▶ PROVIDED TEXT:
□ □ □ □ □

Bias is one component of equating error. The other component is random error, which 
occurs whenever a sample, instead of the population, is used to derive the equating function. 
Sinharay and Holland (2007) found that although the bias is slightly higher for PSE compared to 
the CE method, random equating error is slightly lower for PSE compared to the CE method. A 
similar finding was observed by Wang et al. (2006). Random equating error, in addition to bias, 
should also be considered when deciding which equating method to use when groups differ in 
ability. For example, if an equating method is only slightly more biased in comparison to another 
method but produces a much smaller random equating error compared to the other method, then 
it may be desirable to use the method with the much smaller random equating error.

□ □ □ □ □

(Mask labeling examples)
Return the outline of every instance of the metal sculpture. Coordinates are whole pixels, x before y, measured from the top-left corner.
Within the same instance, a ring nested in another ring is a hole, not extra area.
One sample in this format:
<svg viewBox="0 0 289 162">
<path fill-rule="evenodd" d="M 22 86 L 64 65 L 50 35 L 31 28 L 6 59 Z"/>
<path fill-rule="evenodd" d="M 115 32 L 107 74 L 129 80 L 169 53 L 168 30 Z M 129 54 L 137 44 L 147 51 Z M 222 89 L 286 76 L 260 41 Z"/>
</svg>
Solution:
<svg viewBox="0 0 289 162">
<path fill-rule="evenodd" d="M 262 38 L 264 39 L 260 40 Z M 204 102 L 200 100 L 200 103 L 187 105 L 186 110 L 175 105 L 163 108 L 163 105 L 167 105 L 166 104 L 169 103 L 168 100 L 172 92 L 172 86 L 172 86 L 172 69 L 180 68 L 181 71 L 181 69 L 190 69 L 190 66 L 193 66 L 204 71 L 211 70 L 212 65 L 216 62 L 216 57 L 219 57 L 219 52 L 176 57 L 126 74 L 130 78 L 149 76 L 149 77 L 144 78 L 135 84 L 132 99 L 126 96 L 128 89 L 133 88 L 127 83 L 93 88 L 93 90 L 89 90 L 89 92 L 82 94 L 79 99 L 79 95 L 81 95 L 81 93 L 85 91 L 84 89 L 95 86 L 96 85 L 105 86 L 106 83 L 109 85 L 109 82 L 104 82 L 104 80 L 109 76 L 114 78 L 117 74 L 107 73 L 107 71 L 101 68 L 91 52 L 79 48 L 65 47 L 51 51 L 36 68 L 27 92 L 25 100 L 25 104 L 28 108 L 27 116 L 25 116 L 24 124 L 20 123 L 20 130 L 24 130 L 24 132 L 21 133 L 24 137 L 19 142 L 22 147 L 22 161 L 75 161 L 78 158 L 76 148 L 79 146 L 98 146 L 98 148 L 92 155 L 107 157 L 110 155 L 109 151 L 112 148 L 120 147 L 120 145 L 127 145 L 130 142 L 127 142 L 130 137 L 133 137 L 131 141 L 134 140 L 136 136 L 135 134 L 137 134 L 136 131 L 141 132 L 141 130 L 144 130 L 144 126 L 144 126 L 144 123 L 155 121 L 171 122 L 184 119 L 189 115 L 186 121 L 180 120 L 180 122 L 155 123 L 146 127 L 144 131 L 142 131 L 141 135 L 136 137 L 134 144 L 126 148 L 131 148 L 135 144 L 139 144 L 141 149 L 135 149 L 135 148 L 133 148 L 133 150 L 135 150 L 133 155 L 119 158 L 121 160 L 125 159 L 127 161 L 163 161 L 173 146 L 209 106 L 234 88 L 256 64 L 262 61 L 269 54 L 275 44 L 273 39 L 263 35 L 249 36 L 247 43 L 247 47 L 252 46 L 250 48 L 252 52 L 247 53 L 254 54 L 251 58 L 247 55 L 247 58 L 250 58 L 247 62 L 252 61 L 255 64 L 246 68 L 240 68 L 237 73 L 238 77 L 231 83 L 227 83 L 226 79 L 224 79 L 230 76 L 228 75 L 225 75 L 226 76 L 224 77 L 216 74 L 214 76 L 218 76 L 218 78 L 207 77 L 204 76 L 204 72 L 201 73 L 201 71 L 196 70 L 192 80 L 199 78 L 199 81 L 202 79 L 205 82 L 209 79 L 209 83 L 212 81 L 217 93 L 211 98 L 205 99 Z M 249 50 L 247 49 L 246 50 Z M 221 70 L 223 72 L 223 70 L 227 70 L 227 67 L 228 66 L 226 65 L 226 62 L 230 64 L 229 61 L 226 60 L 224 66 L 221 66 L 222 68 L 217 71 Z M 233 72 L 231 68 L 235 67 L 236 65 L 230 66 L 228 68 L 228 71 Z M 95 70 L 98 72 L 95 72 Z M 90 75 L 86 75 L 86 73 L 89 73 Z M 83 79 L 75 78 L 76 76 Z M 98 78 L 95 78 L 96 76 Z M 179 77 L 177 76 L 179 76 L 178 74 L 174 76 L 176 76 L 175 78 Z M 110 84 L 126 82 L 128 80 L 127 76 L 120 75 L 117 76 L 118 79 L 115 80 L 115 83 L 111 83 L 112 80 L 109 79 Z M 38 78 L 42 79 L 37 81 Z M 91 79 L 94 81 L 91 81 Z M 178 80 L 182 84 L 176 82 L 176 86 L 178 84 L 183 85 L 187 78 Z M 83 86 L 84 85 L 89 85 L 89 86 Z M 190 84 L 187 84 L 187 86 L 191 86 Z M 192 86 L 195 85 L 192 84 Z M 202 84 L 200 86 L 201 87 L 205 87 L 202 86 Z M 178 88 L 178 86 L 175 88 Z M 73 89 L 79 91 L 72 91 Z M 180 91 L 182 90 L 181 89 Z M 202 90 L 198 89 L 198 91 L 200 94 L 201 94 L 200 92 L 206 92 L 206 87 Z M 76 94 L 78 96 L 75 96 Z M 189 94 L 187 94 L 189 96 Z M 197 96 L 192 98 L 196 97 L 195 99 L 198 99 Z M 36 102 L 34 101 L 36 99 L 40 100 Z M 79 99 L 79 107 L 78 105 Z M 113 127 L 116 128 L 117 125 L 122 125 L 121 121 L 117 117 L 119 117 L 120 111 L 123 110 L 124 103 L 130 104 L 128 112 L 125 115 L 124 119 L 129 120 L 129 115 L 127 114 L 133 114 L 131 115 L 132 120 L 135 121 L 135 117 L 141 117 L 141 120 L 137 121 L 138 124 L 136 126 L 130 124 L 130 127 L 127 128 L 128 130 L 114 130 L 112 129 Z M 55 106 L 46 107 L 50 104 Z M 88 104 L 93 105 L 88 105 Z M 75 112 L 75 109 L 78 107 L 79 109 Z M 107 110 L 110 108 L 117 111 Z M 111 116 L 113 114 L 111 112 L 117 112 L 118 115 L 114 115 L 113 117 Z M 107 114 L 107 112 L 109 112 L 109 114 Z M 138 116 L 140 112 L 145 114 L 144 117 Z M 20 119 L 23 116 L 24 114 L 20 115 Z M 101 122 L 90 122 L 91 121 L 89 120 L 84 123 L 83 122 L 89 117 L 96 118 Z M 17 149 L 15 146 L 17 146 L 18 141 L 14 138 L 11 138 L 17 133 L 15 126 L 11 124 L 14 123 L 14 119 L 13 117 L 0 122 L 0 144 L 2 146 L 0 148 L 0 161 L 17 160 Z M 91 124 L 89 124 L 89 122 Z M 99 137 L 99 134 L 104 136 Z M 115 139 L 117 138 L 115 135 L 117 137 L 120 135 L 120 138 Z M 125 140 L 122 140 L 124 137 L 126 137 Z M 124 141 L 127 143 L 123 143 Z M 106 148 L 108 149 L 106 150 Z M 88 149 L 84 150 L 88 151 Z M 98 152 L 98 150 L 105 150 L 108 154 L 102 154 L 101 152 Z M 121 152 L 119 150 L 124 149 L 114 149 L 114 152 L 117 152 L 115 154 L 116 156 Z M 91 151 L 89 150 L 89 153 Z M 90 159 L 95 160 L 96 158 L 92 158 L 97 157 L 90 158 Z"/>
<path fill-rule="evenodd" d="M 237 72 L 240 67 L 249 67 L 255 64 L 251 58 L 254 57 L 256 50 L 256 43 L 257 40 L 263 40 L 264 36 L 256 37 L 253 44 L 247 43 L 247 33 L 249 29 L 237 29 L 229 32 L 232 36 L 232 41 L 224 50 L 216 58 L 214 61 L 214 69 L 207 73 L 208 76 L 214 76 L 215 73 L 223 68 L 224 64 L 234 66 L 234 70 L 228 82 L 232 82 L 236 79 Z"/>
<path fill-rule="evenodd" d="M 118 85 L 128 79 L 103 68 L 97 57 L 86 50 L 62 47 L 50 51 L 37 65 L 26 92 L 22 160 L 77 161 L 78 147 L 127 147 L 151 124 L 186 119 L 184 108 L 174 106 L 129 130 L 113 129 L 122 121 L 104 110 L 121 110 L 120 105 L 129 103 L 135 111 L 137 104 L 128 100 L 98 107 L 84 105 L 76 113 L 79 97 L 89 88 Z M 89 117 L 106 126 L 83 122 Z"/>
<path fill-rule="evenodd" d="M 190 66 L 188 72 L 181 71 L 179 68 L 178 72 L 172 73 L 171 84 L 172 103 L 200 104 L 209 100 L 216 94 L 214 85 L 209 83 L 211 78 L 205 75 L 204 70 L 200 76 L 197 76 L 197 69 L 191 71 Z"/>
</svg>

□ □ □ □ □

▶ SHORT PROBLEM: Continue the passage on equating error from where it stops.

▶ WRITTEN REPLY:
Method 

Data for this study consisted of examinee responses from two tests (referred to as Test X 
and Test Y, respectively). The purpose was to compare the different equating functions derived 
for two pseudo forms of Test X (referred to as Forms XI and X2) and from one form of Test Y 
(referred to as Form Yl), which was equated to itself (i.e., Form Yl). Equating a test to itself 
helped emulate a situation where the new and old forms are very similar in difficulty. It also 
made it possible to use the identity function as a natural criterion. The conditions under which 
the different equating methods were compared were slightly different for the two tests. Therefore 
a brief description of the design used for each test is presented in the following section.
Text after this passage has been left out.